-- RECORDED INFORMATION --
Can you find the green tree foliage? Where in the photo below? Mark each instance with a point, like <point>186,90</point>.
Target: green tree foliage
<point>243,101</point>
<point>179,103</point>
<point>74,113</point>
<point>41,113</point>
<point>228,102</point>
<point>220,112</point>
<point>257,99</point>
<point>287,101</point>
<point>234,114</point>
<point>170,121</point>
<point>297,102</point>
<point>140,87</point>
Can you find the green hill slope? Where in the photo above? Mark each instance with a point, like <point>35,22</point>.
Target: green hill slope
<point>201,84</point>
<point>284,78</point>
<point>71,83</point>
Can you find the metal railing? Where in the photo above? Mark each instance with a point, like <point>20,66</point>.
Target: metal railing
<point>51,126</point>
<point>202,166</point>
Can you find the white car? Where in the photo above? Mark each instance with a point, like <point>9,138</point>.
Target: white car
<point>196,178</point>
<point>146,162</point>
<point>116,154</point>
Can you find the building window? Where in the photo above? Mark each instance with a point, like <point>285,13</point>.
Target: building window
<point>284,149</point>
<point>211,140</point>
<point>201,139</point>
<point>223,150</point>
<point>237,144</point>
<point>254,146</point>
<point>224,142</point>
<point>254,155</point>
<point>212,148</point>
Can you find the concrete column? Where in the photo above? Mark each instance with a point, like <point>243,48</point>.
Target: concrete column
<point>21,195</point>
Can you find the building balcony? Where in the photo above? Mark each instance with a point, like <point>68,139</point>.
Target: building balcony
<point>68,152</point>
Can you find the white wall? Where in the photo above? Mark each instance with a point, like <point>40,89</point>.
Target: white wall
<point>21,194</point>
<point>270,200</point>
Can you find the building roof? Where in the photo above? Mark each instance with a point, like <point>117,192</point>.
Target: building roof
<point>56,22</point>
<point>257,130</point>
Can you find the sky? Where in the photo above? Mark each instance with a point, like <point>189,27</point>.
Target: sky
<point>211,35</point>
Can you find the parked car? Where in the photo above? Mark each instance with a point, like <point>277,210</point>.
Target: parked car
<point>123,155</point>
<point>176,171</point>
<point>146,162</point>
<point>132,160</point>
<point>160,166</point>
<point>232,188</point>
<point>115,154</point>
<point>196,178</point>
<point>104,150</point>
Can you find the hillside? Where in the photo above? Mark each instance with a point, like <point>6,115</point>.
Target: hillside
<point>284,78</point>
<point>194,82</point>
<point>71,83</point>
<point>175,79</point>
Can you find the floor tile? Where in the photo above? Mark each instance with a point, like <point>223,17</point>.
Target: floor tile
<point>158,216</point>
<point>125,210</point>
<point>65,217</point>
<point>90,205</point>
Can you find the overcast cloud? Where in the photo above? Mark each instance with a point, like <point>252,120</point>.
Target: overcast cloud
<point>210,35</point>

-- EXERCISE DIRECTIONS --
The answer is the run of lines above from the line containing "Target: white wall" through the line containing "Can you find the parked", copied exactly and alone.

-- SOLUTION TO THIS TASK --
Target: white wall
<point>21,194</point>
<point>270,200</point>
Can you find the building roof? Where in the photo above? Mark each instance with a point, like <point>117,192</point>.
Target: building roof
<point>56,22</point>
<point>257,130</point>
Can you find the sky? Where in the photo above? Mark each instance with a point, like <point>189,27</point>.
Target: sky
<point>211,35</point>
Can you find the parked car? Where in the photo above? Mark each instance with a point, like <point>277,210</point>.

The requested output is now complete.